Part of a data file
>>>>>

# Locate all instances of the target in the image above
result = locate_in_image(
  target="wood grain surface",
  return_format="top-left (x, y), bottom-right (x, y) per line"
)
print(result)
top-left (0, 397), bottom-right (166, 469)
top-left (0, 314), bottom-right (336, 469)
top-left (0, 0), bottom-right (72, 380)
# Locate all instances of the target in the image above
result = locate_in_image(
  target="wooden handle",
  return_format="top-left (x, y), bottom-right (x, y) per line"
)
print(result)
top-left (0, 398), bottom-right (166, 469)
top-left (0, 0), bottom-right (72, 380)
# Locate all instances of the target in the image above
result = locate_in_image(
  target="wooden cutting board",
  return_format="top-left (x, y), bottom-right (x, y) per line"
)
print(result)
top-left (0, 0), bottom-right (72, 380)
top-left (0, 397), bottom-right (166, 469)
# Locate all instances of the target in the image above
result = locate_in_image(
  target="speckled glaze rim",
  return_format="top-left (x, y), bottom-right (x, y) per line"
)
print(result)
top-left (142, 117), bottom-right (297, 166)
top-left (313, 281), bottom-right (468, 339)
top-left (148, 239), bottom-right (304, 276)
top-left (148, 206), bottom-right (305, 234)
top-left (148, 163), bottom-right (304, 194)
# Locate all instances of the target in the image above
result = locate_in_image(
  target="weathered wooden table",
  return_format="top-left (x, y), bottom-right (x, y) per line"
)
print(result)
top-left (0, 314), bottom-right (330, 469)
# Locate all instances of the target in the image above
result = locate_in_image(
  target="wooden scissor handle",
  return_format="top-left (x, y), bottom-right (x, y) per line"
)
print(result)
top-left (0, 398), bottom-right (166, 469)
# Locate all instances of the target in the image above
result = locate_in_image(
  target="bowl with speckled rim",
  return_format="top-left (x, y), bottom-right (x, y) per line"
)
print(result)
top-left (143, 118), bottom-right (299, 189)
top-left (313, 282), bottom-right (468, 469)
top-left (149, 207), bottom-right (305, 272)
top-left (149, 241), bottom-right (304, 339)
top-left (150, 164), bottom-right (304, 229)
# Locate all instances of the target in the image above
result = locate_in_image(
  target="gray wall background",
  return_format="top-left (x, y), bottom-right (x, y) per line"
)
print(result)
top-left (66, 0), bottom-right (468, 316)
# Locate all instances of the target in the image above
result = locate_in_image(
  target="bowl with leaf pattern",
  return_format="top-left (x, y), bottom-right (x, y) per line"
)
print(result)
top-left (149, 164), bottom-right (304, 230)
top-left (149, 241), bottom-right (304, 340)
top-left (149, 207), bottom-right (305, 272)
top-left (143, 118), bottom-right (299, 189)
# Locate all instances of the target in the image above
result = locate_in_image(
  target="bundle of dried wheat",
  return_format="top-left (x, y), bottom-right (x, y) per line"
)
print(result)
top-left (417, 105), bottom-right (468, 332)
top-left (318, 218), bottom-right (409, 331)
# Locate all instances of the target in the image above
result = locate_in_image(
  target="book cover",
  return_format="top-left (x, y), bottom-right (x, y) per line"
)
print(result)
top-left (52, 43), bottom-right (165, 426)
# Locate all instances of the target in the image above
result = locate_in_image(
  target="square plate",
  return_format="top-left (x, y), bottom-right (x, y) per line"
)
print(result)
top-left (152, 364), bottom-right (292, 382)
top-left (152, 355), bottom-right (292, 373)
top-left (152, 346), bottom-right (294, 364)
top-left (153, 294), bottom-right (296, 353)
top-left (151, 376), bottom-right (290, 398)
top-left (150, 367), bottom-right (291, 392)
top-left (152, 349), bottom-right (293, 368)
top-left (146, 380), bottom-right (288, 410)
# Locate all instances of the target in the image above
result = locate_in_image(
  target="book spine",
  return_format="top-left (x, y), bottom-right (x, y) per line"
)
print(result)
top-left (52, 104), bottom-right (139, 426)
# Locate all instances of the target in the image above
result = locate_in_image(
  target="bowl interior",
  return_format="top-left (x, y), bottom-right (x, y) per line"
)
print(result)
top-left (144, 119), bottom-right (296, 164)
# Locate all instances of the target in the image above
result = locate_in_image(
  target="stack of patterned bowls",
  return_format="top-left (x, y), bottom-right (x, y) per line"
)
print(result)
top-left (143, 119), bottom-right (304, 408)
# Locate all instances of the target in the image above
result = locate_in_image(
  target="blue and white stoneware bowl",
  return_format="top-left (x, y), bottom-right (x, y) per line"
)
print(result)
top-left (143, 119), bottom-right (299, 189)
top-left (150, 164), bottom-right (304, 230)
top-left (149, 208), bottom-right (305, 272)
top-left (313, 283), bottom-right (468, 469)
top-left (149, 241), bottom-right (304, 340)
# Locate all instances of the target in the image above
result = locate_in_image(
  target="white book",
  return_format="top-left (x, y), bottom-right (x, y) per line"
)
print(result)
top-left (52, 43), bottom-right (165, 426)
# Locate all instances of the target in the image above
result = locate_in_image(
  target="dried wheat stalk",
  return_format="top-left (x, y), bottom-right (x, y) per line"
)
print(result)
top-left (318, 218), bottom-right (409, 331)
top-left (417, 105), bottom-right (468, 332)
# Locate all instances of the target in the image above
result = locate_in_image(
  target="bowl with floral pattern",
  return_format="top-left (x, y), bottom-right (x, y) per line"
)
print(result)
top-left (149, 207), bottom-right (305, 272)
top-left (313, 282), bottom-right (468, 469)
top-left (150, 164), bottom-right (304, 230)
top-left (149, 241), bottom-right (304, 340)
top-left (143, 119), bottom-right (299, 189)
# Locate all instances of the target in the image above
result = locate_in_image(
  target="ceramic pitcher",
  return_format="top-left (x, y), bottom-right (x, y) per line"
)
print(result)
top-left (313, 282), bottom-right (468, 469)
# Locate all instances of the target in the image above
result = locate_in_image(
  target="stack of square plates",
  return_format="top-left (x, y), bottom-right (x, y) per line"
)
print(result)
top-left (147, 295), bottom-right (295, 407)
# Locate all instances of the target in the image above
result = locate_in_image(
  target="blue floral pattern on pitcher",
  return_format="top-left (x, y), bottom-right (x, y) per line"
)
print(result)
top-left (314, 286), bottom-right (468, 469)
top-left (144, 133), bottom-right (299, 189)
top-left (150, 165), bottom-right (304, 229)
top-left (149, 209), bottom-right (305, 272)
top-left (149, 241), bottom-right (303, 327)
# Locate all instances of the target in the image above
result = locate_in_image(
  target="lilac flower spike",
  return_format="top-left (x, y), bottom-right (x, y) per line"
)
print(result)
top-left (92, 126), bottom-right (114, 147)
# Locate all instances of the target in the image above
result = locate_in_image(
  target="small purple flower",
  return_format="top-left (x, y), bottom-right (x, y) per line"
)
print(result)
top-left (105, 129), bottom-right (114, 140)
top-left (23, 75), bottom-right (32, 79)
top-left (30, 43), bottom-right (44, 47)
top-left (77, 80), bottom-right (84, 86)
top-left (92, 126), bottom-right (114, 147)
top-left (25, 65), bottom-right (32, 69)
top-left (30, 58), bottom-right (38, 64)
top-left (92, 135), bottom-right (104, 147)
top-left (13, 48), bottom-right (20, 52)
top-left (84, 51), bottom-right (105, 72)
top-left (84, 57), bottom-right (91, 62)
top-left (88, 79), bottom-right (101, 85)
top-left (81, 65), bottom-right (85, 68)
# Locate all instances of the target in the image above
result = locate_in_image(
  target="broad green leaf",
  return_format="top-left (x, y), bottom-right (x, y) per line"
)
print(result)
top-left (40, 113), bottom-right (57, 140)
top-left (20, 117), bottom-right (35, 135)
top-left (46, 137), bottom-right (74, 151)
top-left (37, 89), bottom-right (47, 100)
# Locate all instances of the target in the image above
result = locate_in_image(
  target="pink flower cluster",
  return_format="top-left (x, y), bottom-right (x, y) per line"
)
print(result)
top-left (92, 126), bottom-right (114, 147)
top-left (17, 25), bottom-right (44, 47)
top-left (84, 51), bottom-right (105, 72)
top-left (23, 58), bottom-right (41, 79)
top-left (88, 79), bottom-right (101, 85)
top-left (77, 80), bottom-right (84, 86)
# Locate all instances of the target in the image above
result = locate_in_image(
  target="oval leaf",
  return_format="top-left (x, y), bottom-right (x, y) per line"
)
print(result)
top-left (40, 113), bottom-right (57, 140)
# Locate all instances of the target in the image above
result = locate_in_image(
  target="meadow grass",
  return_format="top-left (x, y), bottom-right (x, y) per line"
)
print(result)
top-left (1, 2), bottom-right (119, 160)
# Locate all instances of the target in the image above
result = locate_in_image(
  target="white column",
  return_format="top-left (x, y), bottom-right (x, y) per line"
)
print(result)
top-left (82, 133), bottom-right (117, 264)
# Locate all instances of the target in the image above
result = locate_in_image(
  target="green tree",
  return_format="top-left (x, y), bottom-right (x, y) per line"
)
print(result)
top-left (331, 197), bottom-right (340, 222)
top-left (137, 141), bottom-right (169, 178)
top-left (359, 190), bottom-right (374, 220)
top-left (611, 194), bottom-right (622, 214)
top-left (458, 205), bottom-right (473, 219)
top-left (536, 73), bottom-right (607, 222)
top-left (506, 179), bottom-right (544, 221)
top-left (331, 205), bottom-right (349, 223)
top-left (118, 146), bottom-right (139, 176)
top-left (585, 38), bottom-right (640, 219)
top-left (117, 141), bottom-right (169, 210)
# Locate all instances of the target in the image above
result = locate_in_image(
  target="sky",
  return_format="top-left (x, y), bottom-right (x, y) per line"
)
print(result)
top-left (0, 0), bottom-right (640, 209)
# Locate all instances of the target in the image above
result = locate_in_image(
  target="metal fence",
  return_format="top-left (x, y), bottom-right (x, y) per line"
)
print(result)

<<<<<

### SET TASK:
Show every line of the listing above that contains the string "square", matching case exactly.

### SOLUTION TO THIS TASK:
  target="square plate",
  target="stack of square plates",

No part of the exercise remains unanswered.